▶ _PASSAGE TO READ_:
** BEGIN **

Besides starting Jack McInerney or Chris Agorsor at forward positions, the Union have to recognize that the true foundation of the problems with the entire team come out of the center of the field. It is the midfield that is holding the team back.

At home in PPL Park against the San Jose Earthquakes was the one time that the midfield could be applauded, as a full unit. Individual parts have had excellent games throughout this short season, but overall the components haven't put in a consistent 90 minutes yet.

Strikers cannot be blamed for not making something out of nothing. The linking play this season has been dismal, even when head coach Piotr Nowak has employed Roger Torres in a central attacking role in the midfield. 

Second year defensive midfield Amobi Okugo has both excited and confused, with spectacular displays of athleticism, marking and offensive grit, but also discouragingly invisible stretches of play. Brian Carroll, brought in for a second round pick in the 2011 MLS SuperDraft, gave excellent distribution through the first couple of games, before falling off the face of the earth and coming under criticism from fans for his lack of form.

** END **

▶ _DATASET EXCERPT_:
** BEGIN **

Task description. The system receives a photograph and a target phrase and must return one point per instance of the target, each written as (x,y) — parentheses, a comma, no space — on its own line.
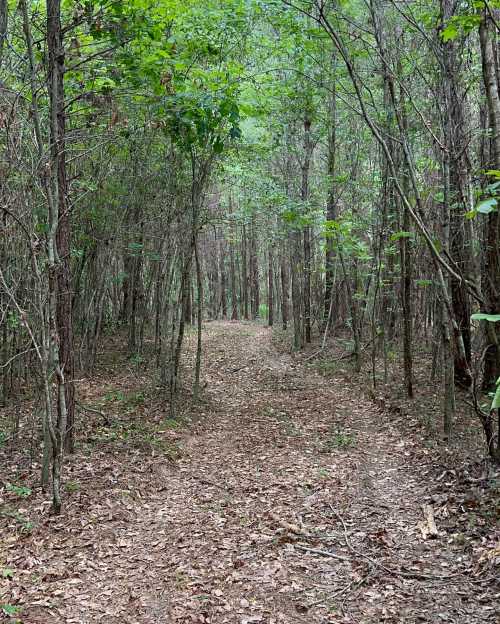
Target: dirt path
(294,502)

** END **

▶ _TASK LIST_:
• 1. In the passage on the Union's midfield, reproduce word for word the text starting at "Besides starting Jack" and ending at "90 minutes yet.".
• 2. Rewrite as a short list the paragraph of the passage on the Union's midfield that begins "Second year defensive midfield Amobi Okugo", keeping its main facts.

▶ _ANSWERS FOR THIS EXERCISE_:
• 1.
Besides starting Jack McInerney or Chris Agorsor at forward positions, the Union have to recognize that the true foundation of the problems with the entire team come out of the center of the field. It is the midfield that is holding the team back.

At home in PPL Park against the San Jose Earthquakes was the one time that the midfield could be applauded, as a full unit. Individual parts have had excellent games throughout this short season, but overall the components haven't put in a consistent 90 minutes yet.

• 2.
- Amobi Okugo, a second-year defensive midfielder, has shown spectacular athleticism, marking and offensive grit, but has also had discouragingly invisible stretches of play.
- Brian Carroll, acquired for a second-round pick in the 2011 MLS SuperDraft, distributed the ball excellently in the first couple of games. He then fell away and drew criticism from fans for his lack of form.